- [Material for this exercise]:

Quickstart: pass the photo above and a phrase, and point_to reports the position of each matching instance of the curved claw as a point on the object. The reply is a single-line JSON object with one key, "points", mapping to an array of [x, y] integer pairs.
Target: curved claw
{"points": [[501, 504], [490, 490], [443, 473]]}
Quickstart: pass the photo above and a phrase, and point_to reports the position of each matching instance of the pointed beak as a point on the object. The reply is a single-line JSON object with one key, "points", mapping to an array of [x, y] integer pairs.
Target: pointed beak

- [What is required]: The entries need to be set down again in full, with no word changed.

- [Written answer]:
Quickstart: pass the photo above and a phrase, and point_to reports the position of each matching instance of the curved claw as a point on the object. The reply is a single-line JSON object with one key, "points", mapping to an array of [x, y] integer pairs.
Target: curved claw
{"points": [[501, 504], [490, 490], [443, 473]]}
Quickstart: pass the photo above and a phrase, and point_to reports the position of each matching instance of the pointed beak as a point on the object. The reply is a single-line JSON object with one key, "points", mapping to an array of [x, y] integer pairs.
Target: pointed beak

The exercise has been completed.